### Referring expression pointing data
********

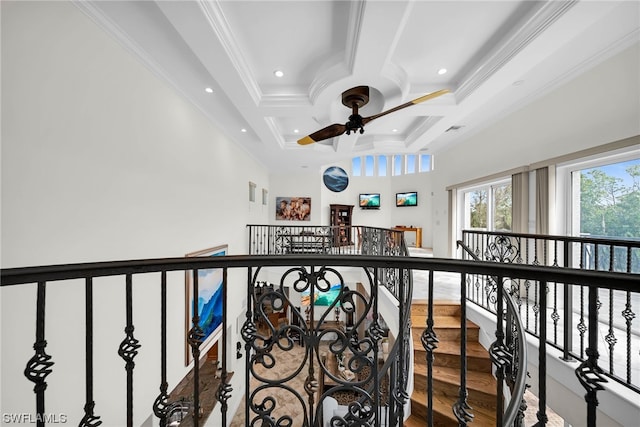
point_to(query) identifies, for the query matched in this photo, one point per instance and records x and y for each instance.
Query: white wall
(103, 161)
(598, 107)
(311, 184)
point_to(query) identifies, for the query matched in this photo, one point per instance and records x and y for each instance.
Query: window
(425, 162)
(368, 168)
(397, 165)
(501, 206)
(356, 166)
(487, 207)
(411, 163)
(382, 165)
(475, 206)
(252, 191)
(607, 198)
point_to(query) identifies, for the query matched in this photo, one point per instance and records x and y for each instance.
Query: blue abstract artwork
(209, 301)
(335, 179)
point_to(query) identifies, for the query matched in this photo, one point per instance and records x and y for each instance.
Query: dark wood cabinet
(341, 224)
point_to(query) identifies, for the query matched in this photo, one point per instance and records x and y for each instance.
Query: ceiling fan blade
(423, 98)
(325, 133)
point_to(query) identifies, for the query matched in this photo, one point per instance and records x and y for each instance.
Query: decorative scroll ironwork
(39, 366)
(591, 377)
(89, 419)
(161, 403)
(129, 346)
(325, 341)
(502, 249)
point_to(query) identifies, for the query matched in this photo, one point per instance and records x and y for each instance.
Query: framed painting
(293, 208)
(208, 302)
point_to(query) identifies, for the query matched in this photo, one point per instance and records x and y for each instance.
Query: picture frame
(293, 209)
(209, 302)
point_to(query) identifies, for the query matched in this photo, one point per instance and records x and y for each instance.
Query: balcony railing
(570, 308)
(378, 395)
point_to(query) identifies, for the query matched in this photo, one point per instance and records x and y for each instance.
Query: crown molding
(513, 44)
(218, 23)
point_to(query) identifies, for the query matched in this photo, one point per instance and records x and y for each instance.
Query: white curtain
(520, 202)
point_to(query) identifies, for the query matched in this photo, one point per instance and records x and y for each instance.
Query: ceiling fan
(356, 98)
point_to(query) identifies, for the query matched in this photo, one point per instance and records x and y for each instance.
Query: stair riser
(420, 410)
(453, 361)
(438, 310)
(449, 334)
(475, 397)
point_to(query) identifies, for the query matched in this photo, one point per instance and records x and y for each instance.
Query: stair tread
(443, 406)
(483, 382)
(474, 348)
(420, 321)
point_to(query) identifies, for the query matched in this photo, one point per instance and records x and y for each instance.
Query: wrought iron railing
(509, 351)
(568, 309)
(302, 272)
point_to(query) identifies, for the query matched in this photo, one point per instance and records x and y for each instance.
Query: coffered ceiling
(498, 56)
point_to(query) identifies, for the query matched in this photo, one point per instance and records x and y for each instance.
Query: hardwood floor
(481, 384)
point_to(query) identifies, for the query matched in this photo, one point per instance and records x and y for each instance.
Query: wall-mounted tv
(409, 198)
(369, 200)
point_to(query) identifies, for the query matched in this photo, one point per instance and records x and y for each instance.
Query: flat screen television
(409, 198)
(369, 200)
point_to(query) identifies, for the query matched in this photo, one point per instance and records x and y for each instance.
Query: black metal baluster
(430, 343)
(128, 349)
(582, 327)
(527, 287)
(554, 314)
(195, 340)
(224, 390)
(499, 352)
(461, 408)
(160, 405)
(535, 308)
(567, 341)
(401, 396)
(542, 359)
(589, 373)
(610, 338)
(89, 419)
(628, 315)
(39, 366)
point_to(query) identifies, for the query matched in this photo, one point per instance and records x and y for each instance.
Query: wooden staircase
(481, 384)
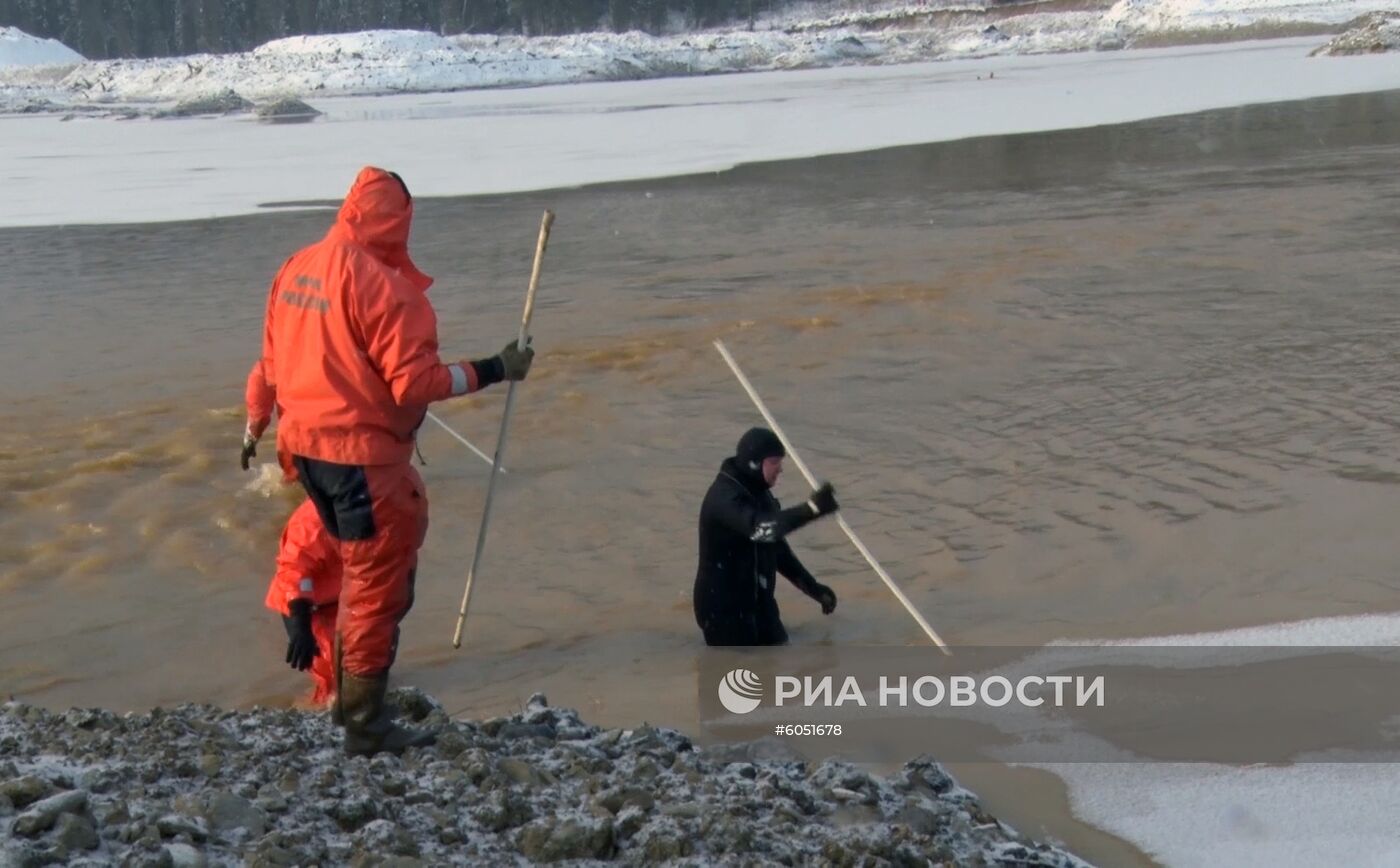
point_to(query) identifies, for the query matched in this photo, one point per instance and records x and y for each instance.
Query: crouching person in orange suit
(305, 591)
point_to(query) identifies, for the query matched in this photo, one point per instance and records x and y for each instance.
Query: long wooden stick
(811, 480)
(464, 441)
(506, 423)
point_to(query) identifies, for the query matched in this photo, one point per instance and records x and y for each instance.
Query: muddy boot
(368, 728)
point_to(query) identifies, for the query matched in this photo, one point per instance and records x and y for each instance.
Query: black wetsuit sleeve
(737, 513)
(794, 571)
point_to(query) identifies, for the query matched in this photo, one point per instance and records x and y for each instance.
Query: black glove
(249, 448)
(301, 646)
(823, 500)
(514, 361)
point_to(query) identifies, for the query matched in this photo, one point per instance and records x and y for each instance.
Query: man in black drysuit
(744, 545)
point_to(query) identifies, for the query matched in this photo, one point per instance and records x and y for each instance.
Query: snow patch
(18, 48)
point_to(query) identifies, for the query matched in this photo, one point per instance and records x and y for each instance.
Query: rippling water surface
(1120, 381)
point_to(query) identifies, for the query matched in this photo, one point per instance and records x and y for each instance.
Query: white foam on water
(1211, 815)
(18, 48)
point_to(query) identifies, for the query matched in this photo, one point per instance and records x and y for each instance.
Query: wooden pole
(506, 423)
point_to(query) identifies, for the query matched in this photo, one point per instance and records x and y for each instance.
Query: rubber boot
(338, 714)
(368, 727)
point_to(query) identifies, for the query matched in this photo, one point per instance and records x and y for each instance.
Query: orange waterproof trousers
(380, 517)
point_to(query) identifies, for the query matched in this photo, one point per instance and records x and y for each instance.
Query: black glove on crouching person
(823, 595)
(301, 644)
(823, 500)
(249, 448)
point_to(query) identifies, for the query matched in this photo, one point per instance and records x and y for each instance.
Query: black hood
(756, 445)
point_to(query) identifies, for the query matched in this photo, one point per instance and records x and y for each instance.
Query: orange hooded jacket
(350, 346)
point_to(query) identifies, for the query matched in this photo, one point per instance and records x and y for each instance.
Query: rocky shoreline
(205, 786)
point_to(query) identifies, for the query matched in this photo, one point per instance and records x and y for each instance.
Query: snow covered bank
(392, 62)
(18, 48)
(1367, 35)
(198, 784)
(500, 142)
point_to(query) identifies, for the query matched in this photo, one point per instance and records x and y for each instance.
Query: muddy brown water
(1122, 381)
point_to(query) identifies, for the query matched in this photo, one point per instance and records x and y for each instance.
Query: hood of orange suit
(378, 214)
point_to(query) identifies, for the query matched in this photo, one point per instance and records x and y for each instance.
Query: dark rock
(385, 837)
(522, 773)
(174, 825)
(503, 811)
(76, 833)
(25, 790)
(42, 815)
(626, 797)
(223, 102)
(521, 731)
(287, 111)
(354, 812)
(228, 812)
(553, 842)
(184, 856)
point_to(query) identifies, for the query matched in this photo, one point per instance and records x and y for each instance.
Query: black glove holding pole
(301, 646)
(823, 500)
(249, 448)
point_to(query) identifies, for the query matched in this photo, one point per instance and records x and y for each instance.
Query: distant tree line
(154, 28)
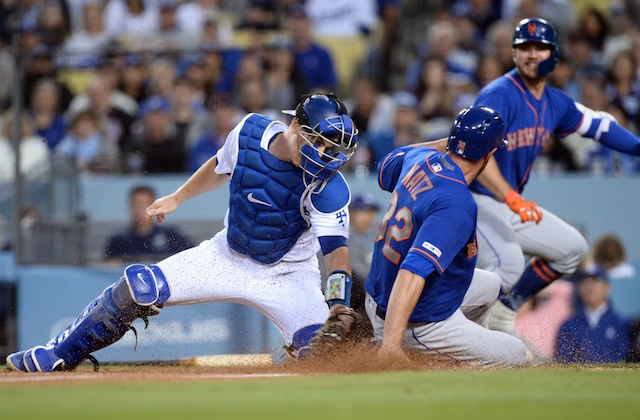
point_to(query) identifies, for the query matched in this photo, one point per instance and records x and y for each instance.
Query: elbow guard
(620, 139)
(338, 288)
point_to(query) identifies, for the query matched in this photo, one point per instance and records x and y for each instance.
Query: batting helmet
(540, 31)
(476, 131)
(324, 116)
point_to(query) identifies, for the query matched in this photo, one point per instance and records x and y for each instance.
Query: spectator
(113, 121)
(623, 87)
(131, 18)
(489, 68)
(45, 112)
(312, 60)
(343, 27)
(498, 41)
(142, 239)
(54, 23)
(369, 108)
(39, 64)
(563, 77)
(433, 90)
(133, 77)
(596, 334)
(162, 78)
(171, 36)
(596, 30)
(34, 153)
(155, 147)
(7, 71)
(380, 55)
(483, 13)
(608, 252)
(84, 46)
(253, 98)
(192, 68)
(83, 144)
(192, 15)
(284, 83)
(187, 112)
(223, 118)
(405, 130)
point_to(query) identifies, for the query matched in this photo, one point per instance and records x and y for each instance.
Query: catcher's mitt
(342, 329)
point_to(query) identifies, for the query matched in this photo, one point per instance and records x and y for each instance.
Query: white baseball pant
(503, 241)
(287, 292)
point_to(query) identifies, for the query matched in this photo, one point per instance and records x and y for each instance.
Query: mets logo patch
(472, 249)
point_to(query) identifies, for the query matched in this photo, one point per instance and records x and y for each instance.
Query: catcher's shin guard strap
(338, 288)
(138, 294)
(147, 284)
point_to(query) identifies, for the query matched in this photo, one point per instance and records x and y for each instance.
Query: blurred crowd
(154, 86)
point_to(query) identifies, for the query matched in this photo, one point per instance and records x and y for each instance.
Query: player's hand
(527, 210)
(161, 207)
(392, 356)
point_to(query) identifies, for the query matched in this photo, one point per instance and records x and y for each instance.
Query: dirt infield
(357, 360)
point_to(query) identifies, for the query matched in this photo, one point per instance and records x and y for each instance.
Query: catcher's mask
(324, 117)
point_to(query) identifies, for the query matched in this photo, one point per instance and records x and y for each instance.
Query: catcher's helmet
(540, 31)
(324, 116)
(476, 131)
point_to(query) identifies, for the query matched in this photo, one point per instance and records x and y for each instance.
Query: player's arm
(403, 299)
(203, 180)
(491, 178)
(213, 174)
(602, 127)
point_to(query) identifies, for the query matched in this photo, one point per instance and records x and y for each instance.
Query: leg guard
(302, 341)
(140, 293)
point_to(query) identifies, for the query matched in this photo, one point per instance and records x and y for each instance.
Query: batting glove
(527, 210)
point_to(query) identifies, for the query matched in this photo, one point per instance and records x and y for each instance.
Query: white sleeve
(594, 123)
(227, 156)
(329, 224)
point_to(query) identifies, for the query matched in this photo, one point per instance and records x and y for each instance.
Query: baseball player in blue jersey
(287, 201)
(422, 290)
(510, 226)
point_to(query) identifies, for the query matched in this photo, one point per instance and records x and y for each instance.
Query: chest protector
(265, 218)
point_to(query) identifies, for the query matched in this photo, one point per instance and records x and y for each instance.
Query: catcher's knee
(301, 342)
(140, 293)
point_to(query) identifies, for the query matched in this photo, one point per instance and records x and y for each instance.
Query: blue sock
(536, 276)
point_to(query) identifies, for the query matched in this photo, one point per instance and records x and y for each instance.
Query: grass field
(611, 392)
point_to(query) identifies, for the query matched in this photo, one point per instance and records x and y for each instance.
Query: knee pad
(300, 346)
(140, 293)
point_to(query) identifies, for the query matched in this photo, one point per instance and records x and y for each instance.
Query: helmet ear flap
(341, 106)
(301, 115)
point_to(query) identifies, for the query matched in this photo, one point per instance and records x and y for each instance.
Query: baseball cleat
(14, 362)
(502, 318)
(37, 359)
(41, 359)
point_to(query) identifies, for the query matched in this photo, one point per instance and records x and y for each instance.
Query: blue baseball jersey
(529, 124)
(429, 193)
(270, 209)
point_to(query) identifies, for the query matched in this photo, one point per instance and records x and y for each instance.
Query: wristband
(511, 196)
(338, 288)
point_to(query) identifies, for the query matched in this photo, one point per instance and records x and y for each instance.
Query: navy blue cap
(593, 271)
(154, 103)
(364, 201)
(133, 59)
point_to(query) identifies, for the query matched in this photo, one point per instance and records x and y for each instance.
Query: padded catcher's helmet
(540, 31)
(476, 131)
(324, 116)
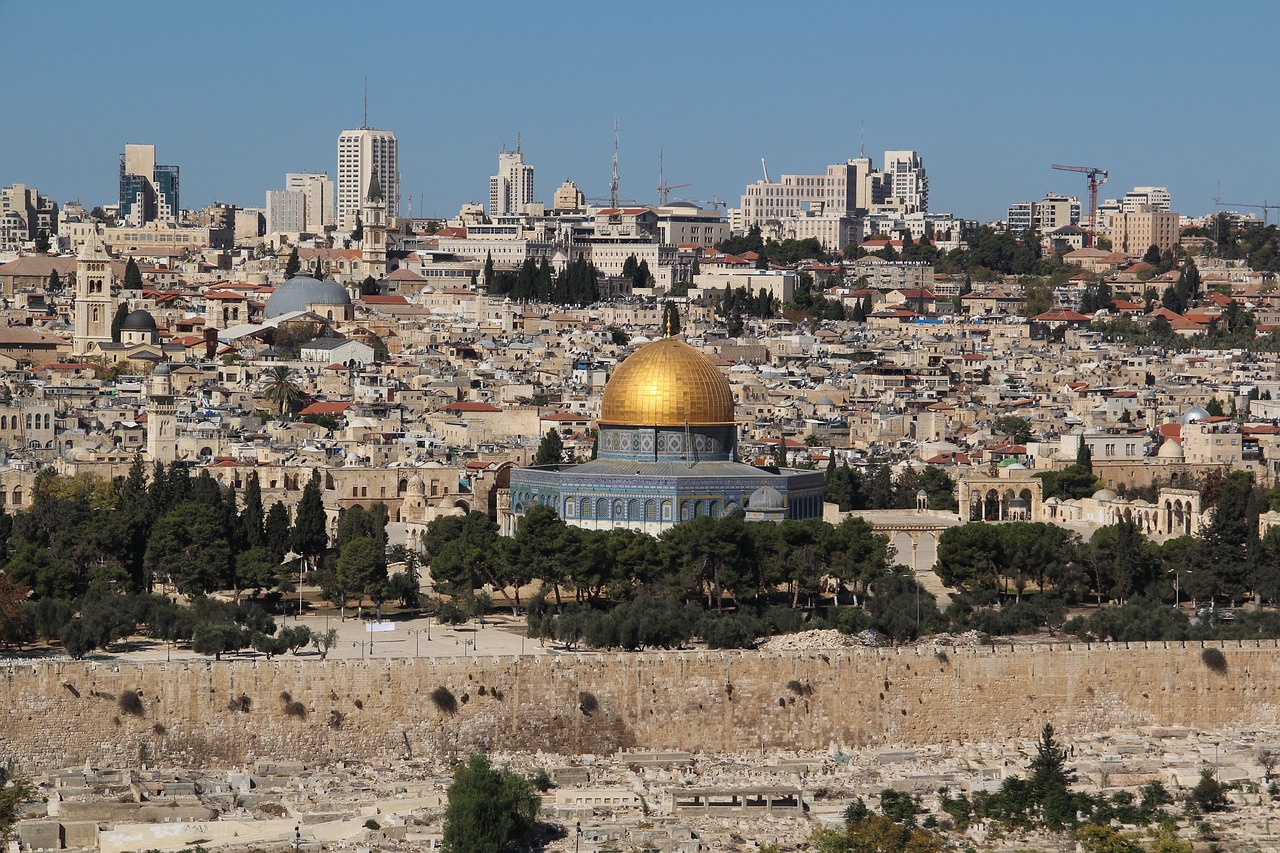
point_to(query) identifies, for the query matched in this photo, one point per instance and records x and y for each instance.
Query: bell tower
(95, 306)
(374, 218)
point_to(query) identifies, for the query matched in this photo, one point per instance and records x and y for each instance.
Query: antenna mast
(613, 183)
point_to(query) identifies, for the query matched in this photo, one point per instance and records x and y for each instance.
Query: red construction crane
(1093, 172)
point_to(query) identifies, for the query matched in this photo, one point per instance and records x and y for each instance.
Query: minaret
(161, 416)
(95, 306)
(374, 246)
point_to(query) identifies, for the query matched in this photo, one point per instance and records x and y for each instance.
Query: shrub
(131, 703)
(444, 701)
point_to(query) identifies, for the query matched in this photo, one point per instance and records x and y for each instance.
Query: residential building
(23, 214)
(286, 211)
(513, 186)
(1048, 214)
(149, 192)
(568, 199)
(1133, 233)
(318, 192)
(906, 183)
(361, 153)
(1142, 197)
(682, 223)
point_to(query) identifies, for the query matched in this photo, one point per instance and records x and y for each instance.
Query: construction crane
(1092, 172)
(663, 187)
(1264, 208)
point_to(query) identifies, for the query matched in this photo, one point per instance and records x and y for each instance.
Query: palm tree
(282, 387)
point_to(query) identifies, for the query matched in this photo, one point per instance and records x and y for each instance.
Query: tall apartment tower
(149, 192)
(513, 186)
(361, 154)
(318, 190)
(906, 185)
(95, 306)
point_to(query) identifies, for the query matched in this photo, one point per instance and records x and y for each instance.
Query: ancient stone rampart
(201, 712)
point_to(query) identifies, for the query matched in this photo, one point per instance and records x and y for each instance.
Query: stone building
(667, 441)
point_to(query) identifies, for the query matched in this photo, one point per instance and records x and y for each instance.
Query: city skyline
(1137, 91)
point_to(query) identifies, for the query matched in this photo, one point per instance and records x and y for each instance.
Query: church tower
(161, 416)
(374, 222)
(95, 306)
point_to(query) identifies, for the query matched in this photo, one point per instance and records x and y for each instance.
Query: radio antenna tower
(613, 183)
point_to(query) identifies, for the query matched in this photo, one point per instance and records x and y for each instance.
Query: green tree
(14, 790)
(275, 532)
(969, 556)
(1048, 780)
(280, 386)
(361, 568)
(132, 276)
(310, 534)
(188, 544)
(1015, 428)
(488, 808)
(670, 319)
(551, 450)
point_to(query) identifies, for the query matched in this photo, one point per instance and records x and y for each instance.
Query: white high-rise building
(513, 186)
(286, 211)
(318, 190)
(1050, 213)
(906, 185)
(361, 154)
(1146, 199)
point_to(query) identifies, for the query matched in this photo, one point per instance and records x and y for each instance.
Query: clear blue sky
(991, 94)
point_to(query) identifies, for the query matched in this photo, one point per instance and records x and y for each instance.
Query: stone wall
(231, 712)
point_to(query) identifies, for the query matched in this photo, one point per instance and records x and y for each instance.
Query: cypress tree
(251, 519)
(132, 276)
(310, 534)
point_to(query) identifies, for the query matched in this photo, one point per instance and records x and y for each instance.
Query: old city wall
(64, 714)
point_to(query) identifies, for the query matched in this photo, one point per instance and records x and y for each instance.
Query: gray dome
(301, 291)
(138, 320)
(1193, 414)
(766, 498)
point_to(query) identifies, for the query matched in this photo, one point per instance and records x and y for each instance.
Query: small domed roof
(1193, 414)
(138, 320)
(766, 498)
(301, 291)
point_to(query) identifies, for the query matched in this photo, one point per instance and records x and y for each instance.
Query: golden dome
(667, 383)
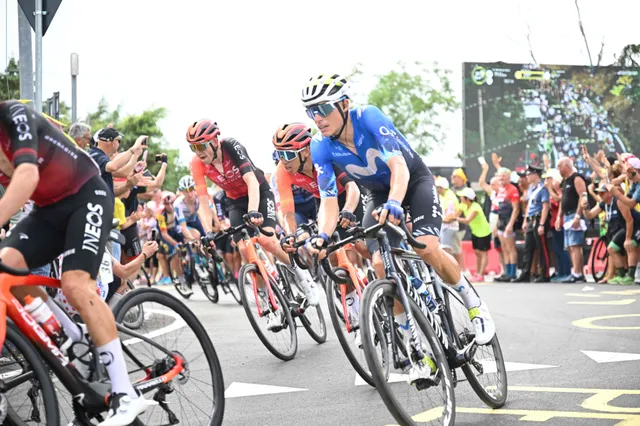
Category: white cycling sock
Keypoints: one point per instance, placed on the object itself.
(71, 329)
(112, 358)
(469, 296)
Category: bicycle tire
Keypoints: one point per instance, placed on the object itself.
(143, 295)
(254, 324)
(41, 374)
(337, 319)
(369, 298)
(598, 276)
(466, 369)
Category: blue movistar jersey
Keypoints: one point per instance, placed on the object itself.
(300, 195)
(376, 141)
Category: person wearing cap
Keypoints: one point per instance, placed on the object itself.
(449, 231)
(624, 229)
(508, 199)
(480, 230)
(107, 141)
(552, 180)
(535, 227)
(459, 181)
(570, 213)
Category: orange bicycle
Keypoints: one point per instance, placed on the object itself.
(272, 299)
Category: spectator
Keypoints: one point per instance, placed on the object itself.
(573, 185)
(449, 240)
(552, 180)
(480, 230)
(535, 227)
(81, 134)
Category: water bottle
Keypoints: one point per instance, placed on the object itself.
(421, 288)
(40, 312)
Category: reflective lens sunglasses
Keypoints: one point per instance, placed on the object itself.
(199, 148)
(322, 109)
(287, 155)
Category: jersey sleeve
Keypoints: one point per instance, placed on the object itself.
(284, 189)
(341, 176)
(383, 131)
(238, 154)
(197, 172)
(324, 170)
(20, 124)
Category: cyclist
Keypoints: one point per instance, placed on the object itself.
(72, 215)
(366, 145)
(227, 164)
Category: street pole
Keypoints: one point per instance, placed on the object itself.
(38, 18)
(26, 57)
(75, 69)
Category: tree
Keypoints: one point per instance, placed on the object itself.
(132, 126)
(414, 101)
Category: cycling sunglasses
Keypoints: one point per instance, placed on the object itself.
(287, 155)
(322, 109)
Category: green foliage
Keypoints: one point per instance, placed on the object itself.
(414, 101)
(132, 126)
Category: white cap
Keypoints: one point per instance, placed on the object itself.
(467, 193)
(442, 182)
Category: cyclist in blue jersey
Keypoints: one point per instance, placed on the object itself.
(364, 143)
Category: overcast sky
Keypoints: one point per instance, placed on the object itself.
(243, 63)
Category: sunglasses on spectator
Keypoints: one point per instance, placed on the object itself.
(287, 155)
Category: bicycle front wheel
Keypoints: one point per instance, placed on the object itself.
(278, 334)
(430, 399)
(196, 395)
(31, 397)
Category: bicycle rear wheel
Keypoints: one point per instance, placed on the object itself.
(486, 372)
(271, 339)
(599, 259)
(31, 397)
(430, 400)
(197, 392)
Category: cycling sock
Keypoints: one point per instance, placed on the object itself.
(469, 296)
(70, 328)
(112, 358)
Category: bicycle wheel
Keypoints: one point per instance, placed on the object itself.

********

### How to complete this task
List the lines of the entries that include "cycling".

### Output of the exercise
Category: white cycling sock
Category: cycling sunglasses
Category: cycling sock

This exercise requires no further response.